### WORK INSTRUCTIONS
Arrange the lines from the one holding "the green moss" through the last line, inclusive, as a Markdown table with the columns No. and Content, one row per line. Skip blank lines and leave the pictures out.

[Begin RECORDS TO PROCESS]

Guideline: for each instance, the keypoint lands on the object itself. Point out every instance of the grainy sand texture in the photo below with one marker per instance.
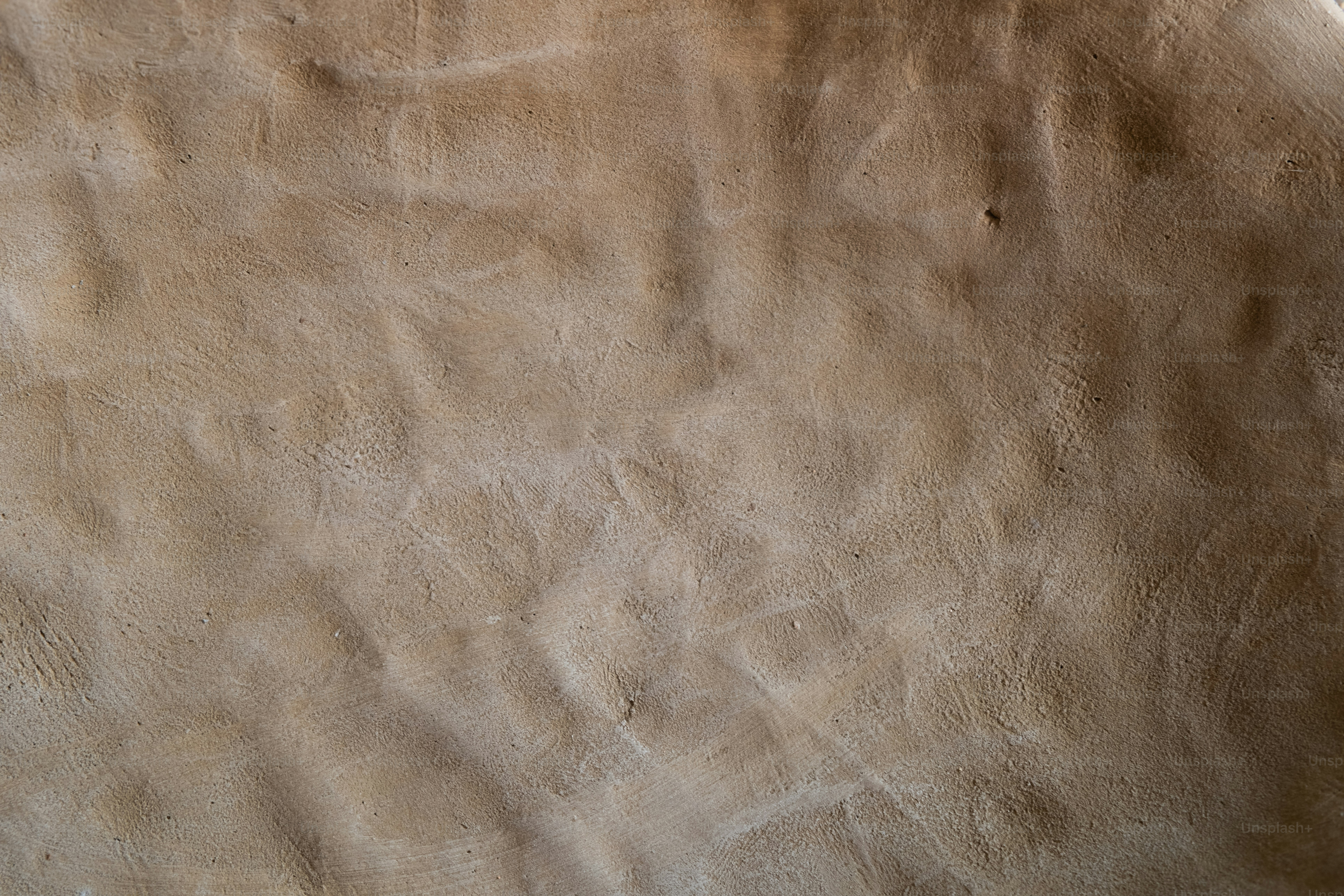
(462, 447)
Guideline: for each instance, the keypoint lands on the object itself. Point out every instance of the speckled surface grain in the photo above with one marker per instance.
(671, 449)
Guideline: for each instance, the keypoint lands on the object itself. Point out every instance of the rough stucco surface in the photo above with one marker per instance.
(671, 449)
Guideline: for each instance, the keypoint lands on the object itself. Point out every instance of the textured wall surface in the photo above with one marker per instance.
(548, 448)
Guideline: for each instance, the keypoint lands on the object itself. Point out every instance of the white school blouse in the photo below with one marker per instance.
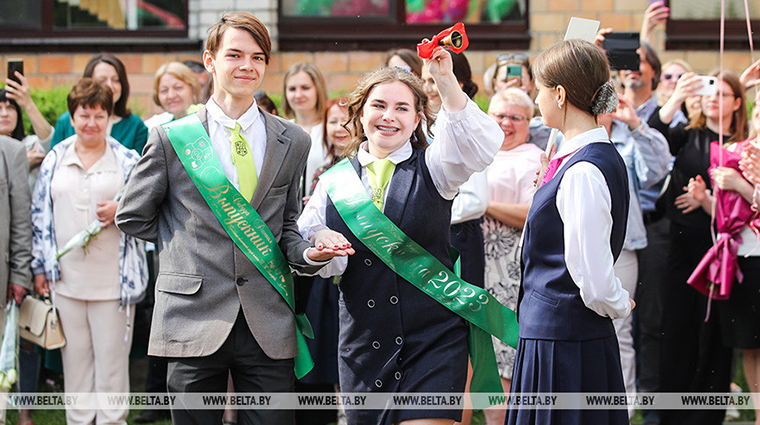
(466, 143)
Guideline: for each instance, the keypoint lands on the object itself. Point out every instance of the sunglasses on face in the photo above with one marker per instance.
(671, 77)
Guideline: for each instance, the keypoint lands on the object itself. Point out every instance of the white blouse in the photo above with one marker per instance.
(584, 204)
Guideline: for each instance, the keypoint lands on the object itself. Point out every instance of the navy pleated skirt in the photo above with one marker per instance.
(549, 366)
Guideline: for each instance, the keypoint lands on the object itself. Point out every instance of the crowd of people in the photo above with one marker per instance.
(605, 248)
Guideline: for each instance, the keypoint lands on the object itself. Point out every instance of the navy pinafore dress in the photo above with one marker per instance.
(565, 346)
(393, 337)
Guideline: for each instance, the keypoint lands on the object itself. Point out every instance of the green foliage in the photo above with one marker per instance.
(482, 100)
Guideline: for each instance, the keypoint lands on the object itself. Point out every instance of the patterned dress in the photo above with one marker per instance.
(511, 179)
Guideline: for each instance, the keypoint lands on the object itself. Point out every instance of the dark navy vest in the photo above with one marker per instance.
(551, 306)
(385, 321)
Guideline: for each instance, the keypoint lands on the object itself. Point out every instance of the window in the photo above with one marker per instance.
(119, 25)
(384, 24)
(695, 24)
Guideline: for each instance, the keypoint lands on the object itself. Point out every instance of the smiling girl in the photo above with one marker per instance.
(393, 337)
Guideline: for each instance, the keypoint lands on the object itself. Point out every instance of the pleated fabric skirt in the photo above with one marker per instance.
(550, 366)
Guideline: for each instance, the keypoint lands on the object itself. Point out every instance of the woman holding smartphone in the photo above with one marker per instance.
(694, 351)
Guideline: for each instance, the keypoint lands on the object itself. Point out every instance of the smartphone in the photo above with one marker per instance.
(13, 66)
(709, 86)
(582, 29)
(514, 72)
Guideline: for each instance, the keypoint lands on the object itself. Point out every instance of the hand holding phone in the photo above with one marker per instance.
(709, 86)
(13, 66)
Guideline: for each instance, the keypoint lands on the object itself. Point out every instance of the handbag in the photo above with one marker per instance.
(38, 322)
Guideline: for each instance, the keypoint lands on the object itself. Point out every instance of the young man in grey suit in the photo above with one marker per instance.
(214, 311)
(15, 230)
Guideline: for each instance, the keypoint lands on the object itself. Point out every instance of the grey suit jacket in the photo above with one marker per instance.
(204, 279)
(15, 217)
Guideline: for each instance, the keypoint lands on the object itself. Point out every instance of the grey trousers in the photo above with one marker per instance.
(251, 369)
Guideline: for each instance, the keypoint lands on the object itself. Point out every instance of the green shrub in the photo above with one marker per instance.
(52, 103)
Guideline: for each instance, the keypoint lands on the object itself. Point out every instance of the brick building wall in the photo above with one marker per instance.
(548, 20)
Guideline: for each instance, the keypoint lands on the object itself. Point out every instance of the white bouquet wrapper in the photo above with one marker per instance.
(9, 349)
(83, 238)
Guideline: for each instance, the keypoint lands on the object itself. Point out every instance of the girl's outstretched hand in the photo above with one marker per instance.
(329, 244)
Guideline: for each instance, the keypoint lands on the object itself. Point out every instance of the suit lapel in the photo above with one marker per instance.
(274, 156)
(398, 192)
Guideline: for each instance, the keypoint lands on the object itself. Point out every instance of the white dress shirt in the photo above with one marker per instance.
(584, 204)
(466, 143)
(253, 130)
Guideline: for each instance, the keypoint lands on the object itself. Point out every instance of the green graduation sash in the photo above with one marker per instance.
(239, 219)
(413, 263)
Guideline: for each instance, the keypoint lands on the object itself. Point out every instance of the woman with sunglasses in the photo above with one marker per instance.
(496, 75)
(511, 184)
(671, 72)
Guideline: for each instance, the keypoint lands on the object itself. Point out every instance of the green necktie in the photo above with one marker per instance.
(243, 160)
(379, 174)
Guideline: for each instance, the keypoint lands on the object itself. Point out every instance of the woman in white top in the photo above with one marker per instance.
(511, 184)
(96, 286)
(175, 89)
(304, 101)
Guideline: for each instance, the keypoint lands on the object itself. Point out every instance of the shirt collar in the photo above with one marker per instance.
(246, 120)
(571, 145)
(399, 155)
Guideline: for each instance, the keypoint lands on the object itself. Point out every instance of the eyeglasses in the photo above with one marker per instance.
(511, 57)
(671, 77)
(517, 119)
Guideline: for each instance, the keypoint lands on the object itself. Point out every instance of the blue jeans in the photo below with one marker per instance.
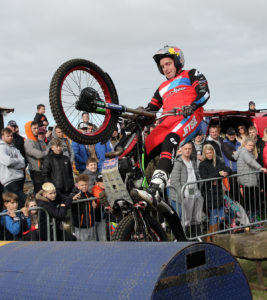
(216, 215)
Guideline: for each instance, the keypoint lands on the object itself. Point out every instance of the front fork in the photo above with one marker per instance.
(140, 226)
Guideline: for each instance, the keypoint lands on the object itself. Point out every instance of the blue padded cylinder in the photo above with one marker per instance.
(122, 270)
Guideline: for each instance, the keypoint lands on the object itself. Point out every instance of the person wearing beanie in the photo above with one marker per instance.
(56, 205)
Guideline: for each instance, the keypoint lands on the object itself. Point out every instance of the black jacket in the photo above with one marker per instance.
(213, 190)
(18, 142)
(215, 145)
(40, 118)
(83, 214)
(54, 210)
(58, 170)
(260, 146)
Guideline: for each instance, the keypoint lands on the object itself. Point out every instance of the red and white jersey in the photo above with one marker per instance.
(186, 88)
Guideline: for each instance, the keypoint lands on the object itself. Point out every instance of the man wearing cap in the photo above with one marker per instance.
(198, 143)
(36, 151)
(215, 140)
(81, 154)
(251, 106)
(229, 146)
(18, 140)
(12, 165)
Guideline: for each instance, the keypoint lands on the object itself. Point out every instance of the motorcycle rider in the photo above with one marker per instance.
(184, 90)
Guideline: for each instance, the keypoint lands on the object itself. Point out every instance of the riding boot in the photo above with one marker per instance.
(188, 231)
(199, 231)
(215, 228)
(155, 190)
(212, 228)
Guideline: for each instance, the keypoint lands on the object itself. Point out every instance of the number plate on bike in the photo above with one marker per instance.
(114, 186)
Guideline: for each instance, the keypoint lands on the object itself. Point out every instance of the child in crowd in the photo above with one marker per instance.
(32, 234)
(56, 205)
(40, 117)
(83, 212)
(100, 225)
(14, 223)
(91, 171)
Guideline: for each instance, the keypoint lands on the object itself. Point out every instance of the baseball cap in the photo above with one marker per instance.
(82, 125)
(99, 177)
(12, 123)
(41, 130)
(230, 131)
(48, 186)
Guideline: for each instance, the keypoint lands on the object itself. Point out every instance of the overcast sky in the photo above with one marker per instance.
(225, 40)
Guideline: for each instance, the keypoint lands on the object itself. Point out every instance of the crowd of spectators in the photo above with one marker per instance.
(218, 156)
(63, 172)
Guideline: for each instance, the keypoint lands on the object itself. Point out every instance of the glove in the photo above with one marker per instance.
(187, 111)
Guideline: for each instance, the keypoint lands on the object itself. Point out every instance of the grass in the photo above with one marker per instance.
(249, 268)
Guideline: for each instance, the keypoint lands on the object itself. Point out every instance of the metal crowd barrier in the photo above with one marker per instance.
(243, 208)
(28, 233)
(101, 228)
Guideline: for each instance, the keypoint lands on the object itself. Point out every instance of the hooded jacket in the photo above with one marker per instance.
(12, 163)
(228, 148)
(213, 189)
(58, 170)
(246, 162)
(80, 155)
(66, 146)
(35, 149)
(54, 209)
(179, 176)
(83, 212)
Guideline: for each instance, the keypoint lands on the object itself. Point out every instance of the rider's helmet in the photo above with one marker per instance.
(170, 51)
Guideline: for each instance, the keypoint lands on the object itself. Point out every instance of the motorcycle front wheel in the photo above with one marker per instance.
(125, 230)
(70, 79)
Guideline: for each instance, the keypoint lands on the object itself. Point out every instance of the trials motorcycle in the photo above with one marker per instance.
(80, 86)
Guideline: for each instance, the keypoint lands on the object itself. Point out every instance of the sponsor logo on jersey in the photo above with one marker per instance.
(190, 126)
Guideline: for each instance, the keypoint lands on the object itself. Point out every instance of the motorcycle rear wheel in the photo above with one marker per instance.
(125, 230)
(65, 88)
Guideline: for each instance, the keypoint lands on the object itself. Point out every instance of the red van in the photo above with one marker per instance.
(234, 118)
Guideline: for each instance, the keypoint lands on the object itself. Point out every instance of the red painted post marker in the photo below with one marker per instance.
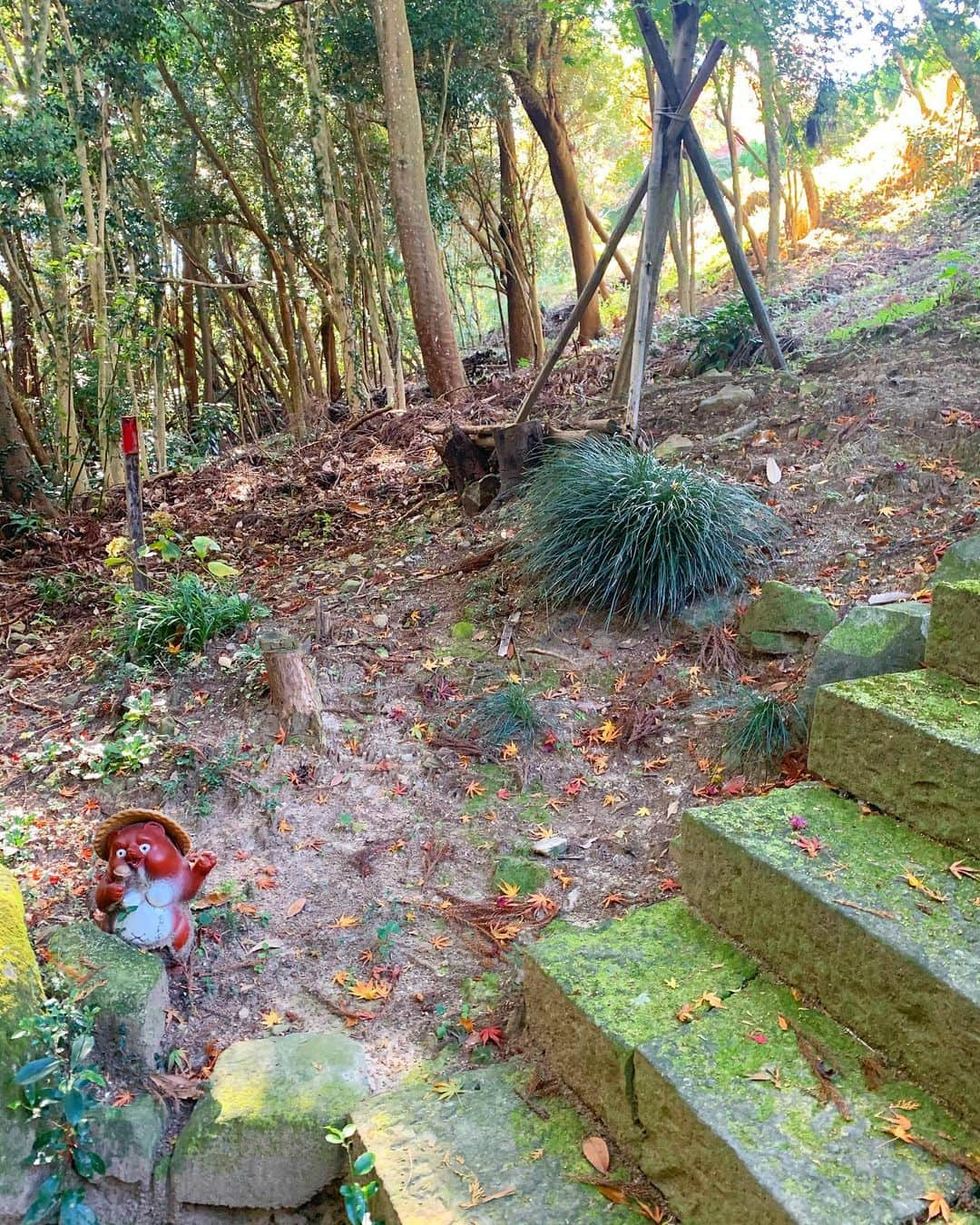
(130, 441)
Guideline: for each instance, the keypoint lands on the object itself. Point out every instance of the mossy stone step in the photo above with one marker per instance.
(725, 1148)
(594, 995)
(909, 744)
(433, 1153)
(847, 926)
(740, 1129)
(953, 643)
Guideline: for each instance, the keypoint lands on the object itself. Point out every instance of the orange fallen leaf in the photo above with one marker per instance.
(595, 1152)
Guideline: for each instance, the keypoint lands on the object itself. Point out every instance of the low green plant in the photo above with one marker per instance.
(610, 528)
(178, 620)
(55, 1091)
(503, 718)
(357, 1196)
(762, 732)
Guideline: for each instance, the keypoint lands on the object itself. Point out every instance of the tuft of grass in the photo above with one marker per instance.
(178, 620)
(505, 717)
(612, 528)
(762, 734)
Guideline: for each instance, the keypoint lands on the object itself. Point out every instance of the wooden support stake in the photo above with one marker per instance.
(130, 441)
(664, 69)
(291, 686)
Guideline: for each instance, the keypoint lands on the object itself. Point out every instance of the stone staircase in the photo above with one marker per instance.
(798, 1040)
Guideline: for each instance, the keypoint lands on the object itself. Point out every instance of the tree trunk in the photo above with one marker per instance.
(426, 286)
(548, 122)
(524, 335)
(961, 44)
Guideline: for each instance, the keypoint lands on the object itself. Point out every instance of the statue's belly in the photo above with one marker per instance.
(142, 924)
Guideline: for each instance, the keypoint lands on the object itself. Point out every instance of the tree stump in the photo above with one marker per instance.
(291, 688)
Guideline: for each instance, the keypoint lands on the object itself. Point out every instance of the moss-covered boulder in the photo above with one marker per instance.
(870, 641)
(961, 560)
(20, 996)
(130, 989)
(593, 996)
(492, 1137)
(126, 1138)
(258, 1140)
(784, 618)
(955, 633)
(762, 1112)
(897, 965)
(909, 744)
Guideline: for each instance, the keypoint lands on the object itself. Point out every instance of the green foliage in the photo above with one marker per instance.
(504, 717)
(762, 732)
(357, 1196)
(55, 1091)
(723, 338)
(610, 528)
(178, 620)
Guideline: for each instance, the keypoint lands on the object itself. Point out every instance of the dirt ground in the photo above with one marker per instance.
(336, 898)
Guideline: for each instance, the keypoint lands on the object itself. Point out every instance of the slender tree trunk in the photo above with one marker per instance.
(544, 113)
(961, 44)
(426, 284)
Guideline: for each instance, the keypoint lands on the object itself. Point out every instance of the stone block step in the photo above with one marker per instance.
(740, 1102)
(857, 910)
(475, 1153)
(909, 744)
(953, 643)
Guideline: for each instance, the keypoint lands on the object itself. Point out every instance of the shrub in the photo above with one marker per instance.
(505, 717)
(762, 734)
(181, 618)
(612, 528)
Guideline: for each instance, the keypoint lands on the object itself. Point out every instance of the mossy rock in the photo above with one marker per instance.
(20, 998)
(528, 875)
(783, 609)
(906, 979)
(961, 561)
(490, 1136)
(258, 1140)
(126, 1138)
(739, 1126)
(132, 991)
(594, 995)
(909, 744)
(953, 643)
(871, 641)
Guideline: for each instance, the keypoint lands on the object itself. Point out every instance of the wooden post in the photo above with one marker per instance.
(130, 441)
(615, 238)
(664, 69)
(291, 686)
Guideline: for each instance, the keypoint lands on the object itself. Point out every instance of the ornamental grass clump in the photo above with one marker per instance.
(503, 718)
(761, 735)
(612, 528)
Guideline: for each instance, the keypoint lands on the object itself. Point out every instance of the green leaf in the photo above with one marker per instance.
(364, 1164)
(203, 545)
(35, 1070)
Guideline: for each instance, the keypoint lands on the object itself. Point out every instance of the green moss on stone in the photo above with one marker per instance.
(847, 927)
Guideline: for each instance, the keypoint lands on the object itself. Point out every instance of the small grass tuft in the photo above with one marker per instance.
(762, 734)
(612, 528)
(178, 620)
(505, 717)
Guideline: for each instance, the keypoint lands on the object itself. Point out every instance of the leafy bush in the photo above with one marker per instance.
(762, 734)
(503, 718)
(181, 618)
(612, 528)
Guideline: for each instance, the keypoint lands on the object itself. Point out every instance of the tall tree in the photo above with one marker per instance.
(426, 286)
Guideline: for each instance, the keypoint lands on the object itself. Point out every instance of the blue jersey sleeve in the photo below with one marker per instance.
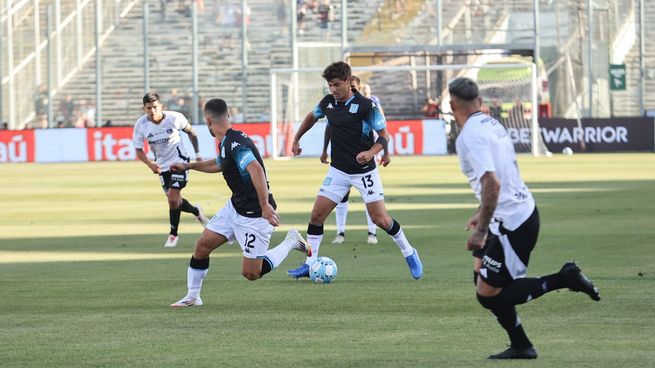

[End RECORDS TO PROCESS]

### ANSWER IN FULL
| No. | Content |
|---|---|
| 1 | Guideline: for each instance, the keypoint lands on the object itself. Point out every instance of the green moss on stone in the photo above with one marker per instance. |
| 2 | (847, 927) |
| 3 | Guideline: for each instance, the keypoint lands on the object itself. Point out every instance of the small grass tuft in the photo above with one marker per instance. |
| 4 | (762, 734) |
| 5 | (612, 528) |
| 6 | (178, 620) |
| 7 | (505, 717) |
| 8 | Guideline: for each instance, the keypoint lands on the object itself. Point out every instance of the leafy bush in the photo above with one marker per instance. |
| 9 | (762, 734) |
| 10 | (503, 718) |
| 11 | (181, 618) |
| 12 | (612, 528) |
| 13 | Guideline: for each instance, the keypoint lands on the object itself. Point out every instance of the tall tree in the photo above with one marker per instance. |
| 14 | (426, 286) |
| 15 | Guideline: for each instance, the keypoint lands on the object itself. Point out every instance of the blue jersey sleeve in the photo below with one marker per instance. |